▶ STATED GOAL: Turn the lines between the line holding "of the glass" and the line holding "[[115,99],[121,99],[121,91],[115,91]]", inclusive, into a Markdown table with the columns Number and Line. Leave out blank lines.

* start WORKING DATA *

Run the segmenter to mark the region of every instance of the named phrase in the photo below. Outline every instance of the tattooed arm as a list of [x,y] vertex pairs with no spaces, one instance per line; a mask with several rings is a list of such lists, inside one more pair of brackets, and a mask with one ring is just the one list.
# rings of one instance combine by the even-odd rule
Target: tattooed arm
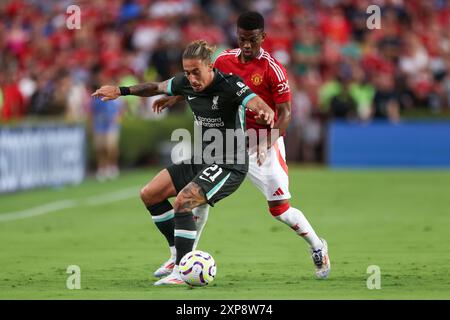
[[101,98],[102,101],[114,100],[121,95],[133,95],[140,97],[151,97],[158,94],[167,93],[168,80],[163,82],[147,82],[131,87],[102,86],[97,89],[92,96]]

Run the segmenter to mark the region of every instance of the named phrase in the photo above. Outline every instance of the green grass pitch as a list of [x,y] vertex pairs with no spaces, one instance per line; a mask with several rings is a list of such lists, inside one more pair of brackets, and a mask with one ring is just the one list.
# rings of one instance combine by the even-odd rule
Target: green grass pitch
[[[139,189],[155,173],[1,195],[0,299],[450,298],[450,171],[291,166],[291,203],[329,244],[327,280],[314,279],[306,243],[246,181],[210,210],[198,248],[218,273],[194,289],[153,286],[168,249]],[[69,265],[81,269],[80,290],[66,288]],[[379,290],[367,288],[370,265]]]

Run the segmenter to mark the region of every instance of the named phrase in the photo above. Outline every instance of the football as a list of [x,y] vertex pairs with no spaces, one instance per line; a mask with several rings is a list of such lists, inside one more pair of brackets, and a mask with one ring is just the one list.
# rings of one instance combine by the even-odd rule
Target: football
[[216,262],[207,252],[195,250],[187,253],[180,261],[181,279],[190,286],[206,286],[216,276]]

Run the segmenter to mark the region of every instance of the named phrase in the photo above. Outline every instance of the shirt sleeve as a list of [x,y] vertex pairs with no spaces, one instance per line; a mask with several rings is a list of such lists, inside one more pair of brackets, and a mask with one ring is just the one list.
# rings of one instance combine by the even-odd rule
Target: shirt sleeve
[[186,86],[185,80],[186,77],[182,73],[177,74],[176,76],[170,78],[167,83],[167,95],[169,96],[183,95],[183,89]]
[[291,90],[289,88],[287,72],[278,61],[273,61],[270,63],[269,77],[273,101],[276,104],[290,101]]
[[256,94],[242,81],[241,78],[233,77],[230,81],[231,90],[234,94],[234,101],[244,107]]

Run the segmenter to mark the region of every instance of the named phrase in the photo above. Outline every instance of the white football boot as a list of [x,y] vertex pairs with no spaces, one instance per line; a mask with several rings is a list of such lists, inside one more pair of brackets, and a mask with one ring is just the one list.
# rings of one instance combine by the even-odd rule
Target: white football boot
[[166,262],[164,262],[161,267],[159,267],[154,273],[153,275],[155,277],[161,278],[161,277],[165,277],[168,276],[169,274],[172,273],[173,271],[173,267],[175,266],[175,257],[171,256],[169,258],[169,260],[167,260]]
[[178,271],[178,266],[175,266],[172,273],[167,277],[159,279],[154,283],[155,286],[167,286],[167,285],[183,285],[185,282],[181,280],[180,272]]
[[311,249],[311,258],[316,267],[316,277],[318,279],[326,279],[330,273],[331,263],[328,256],[328,244],[325,239],[320,240],[322,240],[323,247],[317,250]]

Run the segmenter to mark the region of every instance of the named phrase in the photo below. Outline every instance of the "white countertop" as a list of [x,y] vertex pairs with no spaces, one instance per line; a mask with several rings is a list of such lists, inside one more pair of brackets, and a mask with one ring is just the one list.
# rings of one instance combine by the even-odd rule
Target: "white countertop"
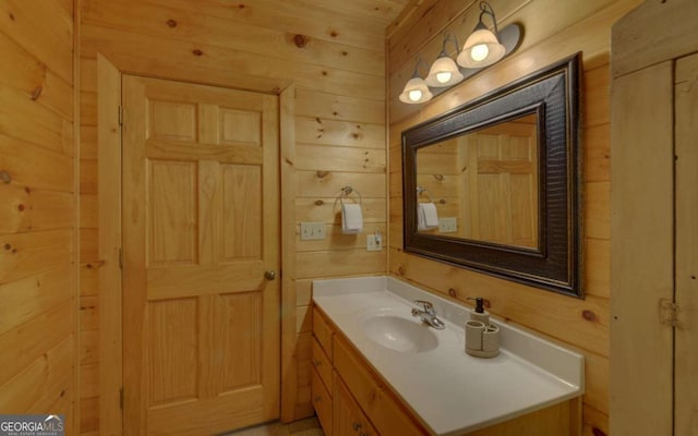
[[[371,340],[362,327],[378,311],[410,318],[413,300],[433,303],[445,330],[438,346],[402,353]],[[583,393],[583,356],[492,317],[501,353],[465,352],[468,307],[392,277],[315,280],[313,301],[434,435],[461,435]]]

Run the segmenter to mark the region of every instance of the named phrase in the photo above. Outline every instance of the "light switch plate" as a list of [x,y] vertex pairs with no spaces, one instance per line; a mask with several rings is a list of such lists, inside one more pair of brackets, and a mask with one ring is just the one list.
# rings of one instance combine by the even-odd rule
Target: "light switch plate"
[[366,234],[366,251],[380,252],[383,250],[383,239],[377,239],[375,234]]
[[453,233],[458,231],[458,225],[456,217],[443,217],[438,218],[438,232],[440,233]]
[[325,239],[324,222],[301,222],[301,241]]

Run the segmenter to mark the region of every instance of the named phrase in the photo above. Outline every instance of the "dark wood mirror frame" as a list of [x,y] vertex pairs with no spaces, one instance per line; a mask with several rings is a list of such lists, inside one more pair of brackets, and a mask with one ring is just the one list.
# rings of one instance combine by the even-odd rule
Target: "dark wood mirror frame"
[[[582,298],[579,69],[576,53],[402,132],[405,251],[533,287]],[[417,231],[417,150],[527,113],[538,113],[539,246]]]

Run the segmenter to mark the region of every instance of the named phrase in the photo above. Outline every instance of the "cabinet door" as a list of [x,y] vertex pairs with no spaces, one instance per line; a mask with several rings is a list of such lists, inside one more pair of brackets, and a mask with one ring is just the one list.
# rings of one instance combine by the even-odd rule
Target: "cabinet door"
[[335,373],[334,392],[334,431],[335,436],[377,436],[359,404],[351,397],[345,383]]
[[675,435],[698,435],[698,55],[676,61]]

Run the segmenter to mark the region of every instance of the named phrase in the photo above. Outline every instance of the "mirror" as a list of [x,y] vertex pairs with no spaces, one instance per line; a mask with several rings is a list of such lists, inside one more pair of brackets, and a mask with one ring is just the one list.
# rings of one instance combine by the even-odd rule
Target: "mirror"
[[537,249],[538,116],[448,137],[417,150],[418,202],[434,203],[442,226],[422,234]]
[[402,132],[406,252],[582,296],[579,64]]

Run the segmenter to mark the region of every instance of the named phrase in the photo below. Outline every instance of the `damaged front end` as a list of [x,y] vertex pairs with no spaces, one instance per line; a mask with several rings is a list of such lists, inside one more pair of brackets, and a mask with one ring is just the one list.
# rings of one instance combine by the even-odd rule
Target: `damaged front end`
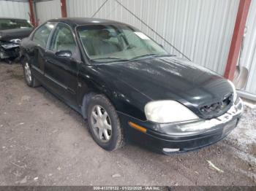
[[3,41],[0,39],[0,59],[14,60],[19,57],[20,39]]

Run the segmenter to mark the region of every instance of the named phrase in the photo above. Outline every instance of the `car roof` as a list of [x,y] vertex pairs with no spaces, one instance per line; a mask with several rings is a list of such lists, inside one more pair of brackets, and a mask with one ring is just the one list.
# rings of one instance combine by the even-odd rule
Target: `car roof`
[[88,24],[122,24],[127,25],[123,23],[105,20],[105,19],[99,19],[99,18],[89,18],[89,17],[65,17],[65,18],[56,18],[48,20],[48,22],[63,22],[69,25],[76,25],[76,26],[82,26],[82,25],[88,25]]
[[14,20],[28,20],[26,18],[0,17],[0,20],[4,20],[4,19],[6,19],[6,20],[14,19]]

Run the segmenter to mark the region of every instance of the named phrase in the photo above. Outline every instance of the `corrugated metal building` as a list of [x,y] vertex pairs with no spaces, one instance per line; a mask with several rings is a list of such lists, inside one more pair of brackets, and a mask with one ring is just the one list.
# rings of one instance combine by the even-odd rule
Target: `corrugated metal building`
[[249,70],[245,90],[256,95],[256,0],[252,0],[246,23],[241,63]]
[[35,7],[39,24],[51,18],[61,17],[60,0],[38,1]]
[[[118,0],[123,6],[156,31],[196,64],[223,75],[230,47],[239,0]],[[129,12],[116,0],[67,0],[68,17],[91,17],[115,20],[131,24],[154,39],[172,54],[181,56],[171,46]],[[12,9],[26,2],[0,4]],[[6,5],[6,4],[13,5]],[[8,9],[4,9],[8,15]],[[0,8],[0,9],[1,9]],[[37,1],[36,12],[39,23],[50,18],[60,17],[60,0]],[[16,9],[16,8],[15,8]],[[24,8],[25,9],[25,8]],[[241,53],[241,65],[249,71],[245,90],[256,94],[256,0],[252,0]],[[11,10],[11,9],[10,9]],[[0,16],[3,15],[0,12]],[[17,11],[17,14],[18,11]],[[27,17],[29,14],[23,16]]]
[[0,0],[0,17],[29,20],[29,12],[27,1]]

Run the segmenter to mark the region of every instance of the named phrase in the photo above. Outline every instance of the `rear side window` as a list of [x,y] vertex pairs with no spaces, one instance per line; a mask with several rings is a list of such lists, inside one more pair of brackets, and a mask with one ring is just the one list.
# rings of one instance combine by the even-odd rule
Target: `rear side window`
[[53,29],[55,23],[48,23],[40,26],[34,34],[33,41],[45,48],[50,34]]
[[76,52],[76,44],[70,28],[63,23],[59,23],[52,36],[49,50],[53,52],[69,50],[72,55]]

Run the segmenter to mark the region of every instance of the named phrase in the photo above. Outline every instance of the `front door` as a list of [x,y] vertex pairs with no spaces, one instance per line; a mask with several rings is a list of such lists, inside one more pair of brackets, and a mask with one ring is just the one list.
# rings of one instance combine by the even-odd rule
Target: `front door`
[[34,34],[28,52],[31,64],[32,73],[42,83],[45,73],[45,53],[50,34],[56,23],[47,23],[40,26]]
[[[59,56],[60,51],[70,51],[68,57]],[[77,107],[78,67],[80,54],[71,28],[59,23],[51,35],[45,52],[45,76],[52,90],[69,105]]]

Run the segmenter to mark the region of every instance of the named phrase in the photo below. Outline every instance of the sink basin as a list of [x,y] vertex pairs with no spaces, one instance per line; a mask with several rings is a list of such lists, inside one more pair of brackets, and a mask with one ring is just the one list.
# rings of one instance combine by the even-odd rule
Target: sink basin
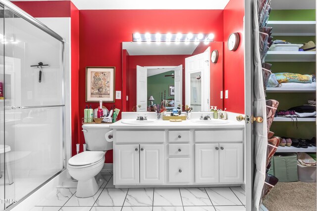
[[127,125],[147,125],[155,123],[156,122],[154,120],[122,120],[122,123]]
[[200,123],[202,124],[210,124],[210,125],[215,125],[215,124],[225,124],[227,123],[229,123],[228,120],[217,120],[217,119],[212,119],[205,120],[192,120],[192,122],[196,123]]

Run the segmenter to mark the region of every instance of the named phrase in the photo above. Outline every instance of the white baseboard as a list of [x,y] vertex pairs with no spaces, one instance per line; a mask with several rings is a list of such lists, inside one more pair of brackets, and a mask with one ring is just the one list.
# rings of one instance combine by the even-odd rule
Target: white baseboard
[[65,169],[38,190],[37,190],[34,193],[28,196],[23,201],[20,203],[18,202],[18,204],[9,207],[7,210],[20,211],[31,210],[38,204],[45,196],[47,196],[49,193],[53,191],[58,185],[66,179],[67,175],[67,171]]

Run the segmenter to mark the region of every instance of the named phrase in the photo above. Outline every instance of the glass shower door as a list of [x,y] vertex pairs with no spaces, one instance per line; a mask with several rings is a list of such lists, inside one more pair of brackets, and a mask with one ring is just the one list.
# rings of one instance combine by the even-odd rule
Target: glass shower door
[[63,43],[4,9],[4,194],[19,202],[65,168]]

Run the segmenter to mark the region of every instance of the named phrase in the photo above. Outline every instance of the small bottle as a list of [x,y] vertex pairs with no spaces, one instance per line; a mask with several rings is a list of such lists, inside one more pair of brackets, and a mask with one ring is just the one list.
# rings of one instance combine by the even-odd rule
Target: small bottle
[[218,111],[217,111],[217,106],[215,106],[214,109],[213,109],[213,119],[218,119]]
[[112,112],[112,123],[114,123],[116,119],[117,119],[117,113],[115,112],[115,109],[113,109],[113,112]]
[[88,105],[86,105],[86,108],[84,109],[84,122],[88,122]]
[[103,110],[100,108],[100,106],[98,106],[98,111],[97,112],[97,117],[101,118],[103,117]]
[[87,112],[87,117],[89,123],[94,122],[94,110],[92,108],[91,105],[89,106],[89,109]]

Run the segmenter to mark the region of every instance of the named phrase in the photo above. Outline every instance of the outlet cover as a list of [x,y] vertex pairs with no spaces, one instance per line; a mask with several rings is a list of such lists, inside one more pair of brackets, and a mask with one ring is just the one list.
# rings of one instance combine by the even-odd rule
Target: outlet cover
[[115,99],[121,99],[121,91],[115,91]]

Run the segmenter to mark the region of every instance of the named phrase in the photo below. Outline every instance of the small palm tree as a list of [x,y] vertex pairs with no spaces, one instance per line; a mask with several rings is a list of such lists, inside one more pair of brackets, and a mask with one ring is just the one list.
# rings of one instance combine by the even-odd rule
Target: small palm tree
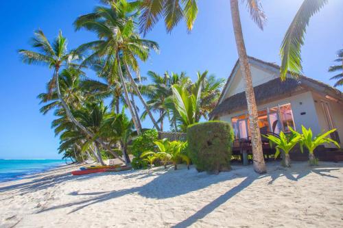
[[330,80],[337,80],[333,86],[343,86],[343,49],[337,52],[337,59],[338,65],[331,66],[329,68],[329,72],[340,72],[338,75],[332,77]]
[[[293,131],[293,130],[292,130]],[[302,134],[293,131],[294,134],[300,137],[299,143],[301,152],[303,152],[304,146],[309,150],[309,162],[311,166],[318,165],[318,160],[314,156],[314,151],[318,146],[325,143],[333,143],[338,148],[340,148],[340,144],[335,140],[329,138],[330,134],[336,131],[335,129],[328,131],[325,133],[321,133],[314,136],[313,136],[311,128],[306,129],[303,125],[301,125]]]
[[289,157],[289,151],[298,144],[300,136],[292,134],[286,136],[283,131],[280,132],[279,137],[273,135],[263,135],[263,137],[268,138],[270,141],[270,147],[276,144],[276,153],[274,157],[276,158],[280,154],[280,150],[283,152],[282,165],[285,167],[290,167],[291,159]]

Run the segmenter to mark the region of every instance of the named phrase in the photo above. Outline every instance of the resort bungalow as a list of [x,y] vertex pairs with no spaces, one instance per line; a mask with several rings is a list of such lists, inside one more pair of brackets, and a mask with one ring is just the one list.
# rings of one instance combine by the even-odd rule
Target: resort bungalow
[[[305,76],[289,75],[281,81],[279,66],[251,57],[249,62],[261,132],[289,132],[290,127],[301,131],[302,125],[311,127],[314,134],[336,128],[331,137],[343,146],[342,92]],[[210,118],[230,122],[237,140],[249,138],[244,82],[238,61]]]

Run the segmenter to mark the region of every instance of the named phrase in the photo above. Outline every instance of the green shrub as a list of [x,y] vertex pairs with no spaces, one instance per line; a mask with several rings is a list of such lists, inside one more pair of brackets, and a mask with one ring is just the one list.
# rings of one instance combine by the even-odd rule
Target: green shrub
[[229,170],[233,140],[227,122],[209,121],[187,127],[188,153],[199,172]]
[[156,141],[157,140],[158,134],[156,130],[151,129],[145,131],[141,136],[133,140],[130,152],[134,157],[139,157],[142,153],[145,151],[155,151],[156,147],[154,141]]
[[134,157],[131,161],[133,169],[147,168],[147,162],[140,157]]

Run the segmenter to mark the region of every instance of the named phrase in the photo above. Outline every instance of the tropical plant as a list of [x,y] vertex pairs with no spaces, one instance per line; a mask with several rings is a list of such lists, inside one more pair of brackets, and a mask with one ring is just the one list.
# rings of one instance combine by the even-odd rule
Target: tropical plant
[[[63,66],[73,66],[73,61],[78,56],[73,52],[68,52],[67,49],[67,40],[62,35],[60,31],[58,37],[51,44],[41,30],[37,30],[34,33],[34,37],[32,39],[32,47],[38,49],[38,52],[21,49],[19,51],[22,60],[24,63],[29,64],[43,64],[54,68],[53,77],[49,84],[49,94],[56,90],[59,101],[65,111],[67,117],[72,122],[76,127],[89,138],[93,138],[95,135],[88,131],[84,126],[79,123],[73,116],[70,107],[64,101],[60,88],[60,69]],[[101,144],[104,148],[110,151],[110,149],[100,138],[97,138],[97,143]],[[116,157],[119,157],[117,155]],[[119,158],[120,159],[120,158]]]
[[329,130],[325,133],[320,133],[314,136],[314,138],[311,128],[307,129],[306,127],[301,125],[301,131],[302,133],[300,134],[292,130],[294,134],[300,137],[299,144],[301,152],[303,152],[304,146],[309,151],[309,162],[311,166],[318,165],[318,160],[316,158],[314,153],[314,150],[318,146],[325,143],[333,143],[338,148],[340,148],[340,144],[336,141],[328,137],[331,133],[336,131],[335,129]]
[[335,62],[338,62],[338,65],[331,66],[329,68],[329,72],[340,72],[338,75],[330,78],[330,80],[337,80],[333,86],[337,87],[343,86],[343,49],[340,49],[337,52],[337,59]]
[[143,131],[142,134],[137,136],[132,141],[131,151],[136,157],[140,157],[145,151],[155,151],[156,144],[154,141],[158,140],[158,133],[155,129],[149,129]]
[[[263,29],[265,16],[261,9],[260,1],[246,0],[242,1],[246,2],[251,18],[257,24],[259,27]],[[197,3],[197,0],[143,1],[141,5],[142,10],[139,21],[141,31],[145,34],[152,28],[161,17],[164,17],[168,31],[172,31],[182,18],[185,18],[187,29],[191,30],[198,14]],[[254,157],[254,169],[257,173],[263,173],[266,172],[266,169],[262,151],[261,133],[258,126],[257,106],[256,105],[251,72],[241,30],[238,0],[230,0],[230,3],[239,66],[246,85],[245,90],[249,114],[252,155]]]
[[185,131],[187,126],[199,122],[201,118],[201,91],[206,74],[198,74],[193,84],[175,84],[172,86],[172,96],[168,98],[167,106],[180,124],[181,130]]
[[[289,129],[292,129],[292,127],[289,127]],[[289,157],[289,151],[299,142],[300,139],[300,136],[294,134],[293,129],[291,131],[291,131],[292,134],[287,135],[281,131],[279,137],[273,135],[263,135],[263,137],[269,140],[271,147],[276,145],[275,159],[282,152],[283,161],[281,164],[285,167],[290,167],[291,159]]]
[[302,71],[301,47],[309,19],[329,2],[328,0],[304,0],[292,21],[280,48],[281,67],[280,77],[285,80],[288,71],[294,77]]
[[227,122],[198,123],[187,127],[188,154],[198,171],[229,170],[233,141],[233,132]]
[[[147,161],[152,161],[152,157],[161,160],[165,168],[169,162],[173,163],[174,170],[178,169],[178,162],[184,160],[187,164],[187,168],[189,169],[190,159],[185,153],[181,153],[182,149],[186,146],[187,142],[180,141],[169,142],[168,139],[164,138],[161,140],[154,142],[157,146],[157,152],[145,151],[143,153],[141,157],[146,157]],[[152,162],[155,160],[154,160]]]
[[128,153],[128,146],[132,137],[134,134],[134,125],[132,120],[129,120],[123,112],[111,115],[102,125],[102,136],[110,138],[110,141],[119,142],[121,152],[124,155],[125,163],[128,165],[131,161]]
[[[105,68],[110,68],[111,72],[118,74],[132,121],[139,134],[141,134],[141,129],[137,120],[139,116],[135,114],[128,96],[126,81],[121,68],[123,66],[133,89],[143,104],[155,127],[158,130],[159,127],[150,112],[149,107],[143,99],[130,72],[131,69],[134,70],[137,75],[137,78],[139,79],[137,58],[145,61],[149,56],[150,49],[158,51],[158,46],[155,42],[141,39],[135,32],[134,23],[135,14],[128,16],[132,9],[122,8],[122,4],[115,3],[113,4],[111,8],[98,7],[94,12],[81,16],[75,21],[75,25],[77,29],[84,27],[88,30],[94,31],[99,38],[99,40],[81,45],[78,50],[81,52],[89,49],[93,51],[93,53],[84,61],[84,64],[104,57],[106,60]],[[130,11],[126,12],[126,10]]]

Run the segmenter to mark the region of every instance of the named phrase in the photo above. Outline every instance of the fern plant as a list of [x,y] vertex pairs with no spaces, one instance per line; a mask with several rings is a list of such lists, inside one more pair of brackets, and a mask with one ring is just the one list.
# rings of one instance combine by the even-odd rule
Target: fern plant
[[154,162],[158,158],[156,156],[156,153],[153,151],[145,151],[143,153],[140,157],[141,158],[143,158],[143,161],[146,161],[149,163],[149,166],[150,168],[154,166]]
[[310,166],[316,166],[318,164],[318,158],[316,158],[314,151],[318,146],[325,143],[333,143],[338,148],[340,148],[340,144],[336,141],[332,140],[328,136],[330,134],[336,131],[335,129],[328,131],[324,133],[321,133],[314,136],[311,130],[311,128],[306,129],[303,125],[301,125],[302,134],[296,132],[292,129],[293,134],[298,136],[300,151],[303,153],[304,146],[309,150],[309,162]]
[[291,159],[289,157],[289,151],[298,144],[300,136],[295,134],[292,129],[292,134],[288,136],[286,136],[281,131],[280,132],[279,138],[272,135],[263,135],[263,136],[269,140],[270,147],[273,147],[274,144],[276,145],[275,147],[276,152],[274,157],[276,158],[280,153],[282,152],[283,161],[281,164],[285,167],[290,167]]
[[142,153],[141,157],[144,157],[145,160],[150,163],[150,166],[156,160],[159,160],[167,168],[168,162],[172,162],[174,169],[178,168],[178,162],[180,160],[187,164],[187,168],[189,169],[190,158],[184,152],[187,142],[180,141],[169,142],[167,138],[154,142],[157,146],[157,152],[145,151]]

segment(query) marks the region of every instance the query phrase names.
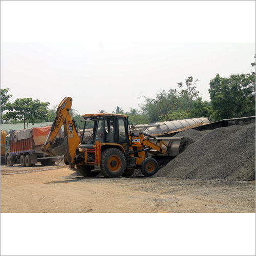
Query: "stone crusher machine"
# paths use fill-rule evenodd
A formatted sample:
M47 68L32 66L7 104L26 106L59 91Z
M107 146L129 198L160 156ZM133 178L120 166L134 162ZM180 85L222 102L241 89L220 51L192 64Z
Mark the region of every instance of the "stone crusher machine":
M100 173L107 177L130 176L138 168L143 175L151 176L179 153L182 138L157 138L143 133L136 136L124 115L83 115L84 124L79 137L72 103L70 97L60 102L41 148L53 156L64 155L65 163L84 177ZM60 141L56 135L62 124L65 138ZM86 137L87 129L92 132Z

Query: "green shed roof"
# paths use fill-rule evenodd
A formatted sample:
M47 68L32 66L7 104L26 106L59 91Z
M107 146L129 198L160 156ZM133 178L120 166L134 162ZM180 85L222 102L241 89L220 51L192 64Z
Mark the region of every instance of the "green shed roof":
M26 124L26 128L30 129L33 127L41 127L51 125L53 122L48 122L45 123L34 123L33 124L32 123ZM1 130L5 130L7 133L18 131L24 129L24 123L6 123L5 124L1 124Z

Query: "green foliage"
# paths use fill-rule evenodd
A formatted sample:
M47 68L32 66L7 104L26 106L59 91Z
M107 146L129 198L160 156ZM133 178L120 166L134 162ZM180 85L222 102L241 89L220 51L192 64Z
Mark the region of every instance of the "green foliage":
M220 77L217 74L209 89L216 120L255 115L255 73Z
M146 98L145 103L140 106L150 122L157 122L160 116L167 118L170 111L177 110L178 97L176 90L170 89L168 92L162 90L157 94L155 99Z
M9 91L9 88L5 88L4 89L1 89L1 124L3 123L3 113L4 111L7 110L7 105L10 103L9 99L12 96L11 94L8 94L8 92Z
M186 99L187 105L188 106L188 110L187 110L188 113L190 113L191 111L193 105L193 99L194 98L197 98L198 96L198 93L199 92L197 91L197 83L198 81L198 79L197 79L195 82L193 83L193 77L192 76L189 76L185 80L186 86L186 89L182 89L183 86L182 82L178 83L178 86L181 89L180 92L180 95L181 97L185 96L184 98Z
M5 120L13 119L22 120L26 128L26 122L35 122L37 119L45 118L48 114L49 102L41 102L32 98L18 98L13 103L7 104L8 111L4 115Z
M122 108L120 108L120 106L117 106L116 108L115 108L116 111L112 111L113 113L114 114L123 114L123 110L122 109Z
M212 114L212 107L210 102L203 101L201 97L199 97L195 100L193 107L189 113L189 118L210 116Z
M148 123L150 122L148 118L145 115L129 115L129 123L132 124L142 124Z
M165 121L186 119L187 118L189 118L189 116L186 111L178 110L175 111L169 111L167 115L160 116L158 121L164 122Z

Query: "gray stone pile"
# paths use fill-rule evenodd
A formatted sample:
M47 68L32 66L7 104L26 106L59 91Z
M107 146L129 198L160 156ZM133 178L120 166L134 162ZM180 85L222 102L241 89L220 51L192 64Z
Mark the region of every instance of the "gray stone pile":
M202 132L188 130L175 137L184 137L182 153L155 176L255 180L255 123Z

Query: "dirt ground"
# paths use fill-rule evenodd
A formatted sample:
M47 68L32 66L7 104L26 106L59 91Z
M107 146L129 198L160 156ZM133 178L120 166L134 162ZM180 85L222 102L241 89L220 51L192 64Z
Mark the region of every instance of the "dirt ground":
M1 166L1 212L255 212L255 181L83 178L62 165Z

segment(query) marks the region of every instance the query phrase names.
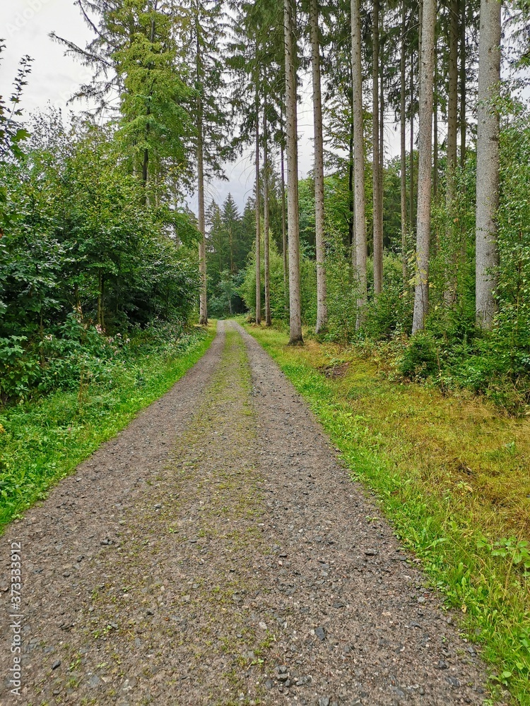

* end WORKING DATA *

▶ SOLUTION:
| Number | Line |
|---|---|
| 1 | Run the segmenter to mark the region of every instance of the named phrase in the photo above. Outline every instance of the glass shower door as a list of [x,y] vertex pairs with no spaces, one instance per line; a mask with several rings is a list of such lists, inside one more pair of brackets, and a mask with one ring is just the one list. |
| 2 | # rings of one instance combine by the even-odd rule |
| 3 | Target: glass shower door |
| 4 | [[63,43],[4,9],[4,194],[19,202],[65,168]] |
| 5 | Run the segmenter to mark the region of every instance of the named phrase in the photo above. Outline every instance of the small bottle as a list of [x,y] vertex pairs with no spaces, one instance per line; a mask with several rings is a list of such lists, inside one more pair of brackets, and a mask with one ring is just the one list. |
| 6 | # rings of one instance combine by the even-odd rule |
| 7 | Target: small bottle |
| 8 | [[218,111],[217,111],[217,106],[215,106],[214,109],[213,109],[213,119],[218,119]] |
| 9 | [[112,112],[112,123],[114,123],[116,119],[117,119],[117,113],[115,112],[115,109],[113,109],[113,112]] |
| 10 | [[88,105],[86,105],[86,108],[84,109],[84,122],[88,122]] |
| 11 | [[103,110],[100,108],[100,106],[98,106],[98,111],[97,112],[97,117],[101,118],[103,117]] |
| 12 | [[87,112],[87,117],[89,123],[94,122],[94,110],[92,108],[91,105],[89,106],[89,109]] |
| 13 | Run the segmenter to mark the region of every instance of the named phrase in the photo above. Outline every instance of the outlet cover as a list of [x,y] vertex pairs with no spaces, one instance per line; a mask with several rings is a list of such lists, inside one more pair of brackets, and a mask with one ring is just the one list. |
| 14 | # rings of one instance combine by the even-odd rule |
| 15 | Target: outlet cover |
| 16 | [[115,99],[121,99],[121,91],[115,91]] |